■ A run of rows:
▽
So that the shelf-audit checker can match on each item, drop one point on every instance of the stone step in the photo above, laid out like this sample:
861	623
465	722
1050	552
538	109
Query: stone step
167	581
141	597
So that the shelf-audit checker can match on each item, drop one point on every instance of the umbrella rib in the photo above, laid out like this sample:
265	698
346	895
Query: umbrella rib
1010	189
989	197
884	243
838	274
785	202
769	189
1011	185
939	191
△
■ What the task requires: Can you print every one of the rows above again, unchanged and line for line?

■ Written reply:
So that the shelf-audit checker can match on each item, drop one point on every instance of the stone step in the photo above, laid out like this sample:
861	623
465	722
1050	552
538	109
Query: stone step
167	581
141	597
So that the shelf-audit checker can match on each item, drop one point on every instance of the umbrella rib in the photo above, laid out like this sample:
265	698
346	895
Query: umbrella rib
1010	189
989	197
884	243
838	274
785	202
769	189
1011	185
939	191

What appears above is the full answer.